Work task —
What is needed is an exact repeat of the lines from the line containing "Task: check that each instance of the dog's nose" through the final line of the entries below, and nothing else.

##### Source material #####

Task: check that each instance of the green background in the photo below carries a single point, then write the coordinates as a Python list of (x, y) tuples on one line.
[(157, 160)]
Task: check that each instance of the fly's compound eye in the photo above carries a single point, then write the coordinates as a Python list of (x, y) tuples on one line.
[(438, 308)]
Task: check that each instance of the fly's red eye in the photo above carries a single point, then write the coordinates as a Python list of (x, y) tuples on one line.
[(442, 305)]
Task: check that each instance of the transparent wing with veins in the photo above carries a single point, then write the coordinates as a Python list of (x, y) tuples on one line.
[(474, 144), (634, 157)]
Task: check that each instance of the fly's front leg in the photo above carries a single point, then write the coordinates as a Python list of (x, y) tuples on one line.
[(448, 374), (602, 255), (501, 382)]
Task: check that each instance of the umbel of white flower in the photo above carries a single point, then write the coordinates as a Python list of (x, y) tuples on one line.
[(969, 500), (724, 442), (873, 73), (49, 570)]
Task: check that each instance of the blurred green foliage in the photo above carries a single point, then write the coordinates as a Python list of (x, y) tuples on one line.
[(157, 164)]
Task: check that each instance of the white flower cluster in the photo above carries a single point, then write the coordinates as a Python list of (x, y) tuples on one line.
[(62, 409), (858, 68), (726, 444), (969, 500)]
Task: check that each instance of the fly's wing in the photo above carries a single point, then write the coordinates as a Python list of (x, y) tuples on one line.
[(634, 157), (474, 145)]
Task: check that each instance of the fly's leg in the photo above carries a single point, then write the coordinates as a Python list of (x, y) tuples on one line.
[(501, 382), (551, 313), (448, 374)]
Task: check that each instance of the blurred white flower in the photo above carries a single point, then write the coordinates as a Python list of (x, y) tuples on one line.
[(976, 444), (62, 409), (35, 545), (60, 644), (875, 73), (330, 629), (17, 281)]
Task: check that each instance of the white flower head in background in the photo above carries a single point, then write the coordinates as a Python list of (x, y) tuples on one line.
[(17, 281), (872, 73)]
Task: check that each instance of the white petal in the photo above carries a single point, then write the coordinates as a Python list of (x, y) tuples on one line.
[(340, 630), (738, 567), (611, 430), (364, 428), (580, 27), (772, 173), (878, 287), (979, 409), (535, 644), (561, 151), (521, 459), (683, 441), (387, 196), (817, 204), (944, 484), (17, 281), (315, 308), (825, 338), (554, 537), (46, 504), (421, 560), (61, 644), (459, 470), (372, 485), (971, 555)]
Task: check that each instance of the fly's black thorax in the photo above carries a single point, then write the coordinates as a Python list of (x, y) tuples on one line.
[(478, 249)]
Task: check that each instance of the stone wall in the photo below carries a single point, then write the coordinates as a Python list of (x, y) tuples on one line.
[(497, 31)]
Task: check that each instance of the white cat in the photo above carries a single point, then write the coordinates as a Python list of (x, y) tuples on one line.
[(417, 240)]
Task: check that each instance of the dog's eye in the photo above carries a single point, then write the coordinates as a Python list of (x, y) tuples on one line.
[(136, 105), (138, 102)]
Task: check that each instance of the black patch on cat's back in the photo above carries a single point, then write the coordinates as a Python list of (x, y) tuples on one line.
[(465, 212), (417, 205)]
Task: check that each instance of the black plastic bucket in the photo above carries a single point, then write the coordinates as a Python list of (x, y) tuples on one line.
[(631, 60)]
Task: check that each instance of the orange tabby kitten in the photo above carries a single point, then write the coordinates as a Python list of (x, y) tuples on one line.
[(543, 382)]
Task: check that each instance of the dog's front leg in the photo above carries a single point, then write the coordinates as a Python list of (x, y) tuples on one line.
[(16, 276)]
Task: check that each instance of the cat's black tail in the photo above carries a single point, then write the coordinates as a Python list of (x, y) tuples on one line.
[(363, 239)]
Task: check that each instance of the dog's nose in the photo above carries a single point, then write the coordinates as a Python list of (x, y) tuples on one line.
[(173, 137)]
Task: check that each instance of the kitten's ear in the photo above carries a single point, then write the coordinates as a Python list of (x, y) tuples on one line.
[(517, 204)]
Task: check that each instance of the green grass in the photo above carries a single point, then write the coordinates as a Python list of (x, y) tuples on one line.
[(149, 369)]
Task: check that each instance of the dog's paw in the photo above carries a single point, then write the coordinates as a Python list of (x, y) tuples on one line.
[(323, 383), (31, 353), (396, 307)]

#####

Answer box —
Task: check that each instance of the dog's nose in the photo above carries a single point, then write the coordinates as a Python list of (x, y) tuples on one line.
[(173, 137)]
Task: check that each instance of the kitten's ear in the photo above carries a single point, then write the coordinates as a Python list of (x, y) tuples on one line.
[(517, 204)]
Task: check that each instance of the green grass in the photo above carries a single point, then write the coordinates as a Python list of (x, y) tuples on one line.
[(149, 369)]
Task: check that each instance of the dog's paw in the photo above carries a single point, then write the coordinates as a Python list of (x, y) tuples on one line.
[(323, 383), (31, 353), (396, 307)]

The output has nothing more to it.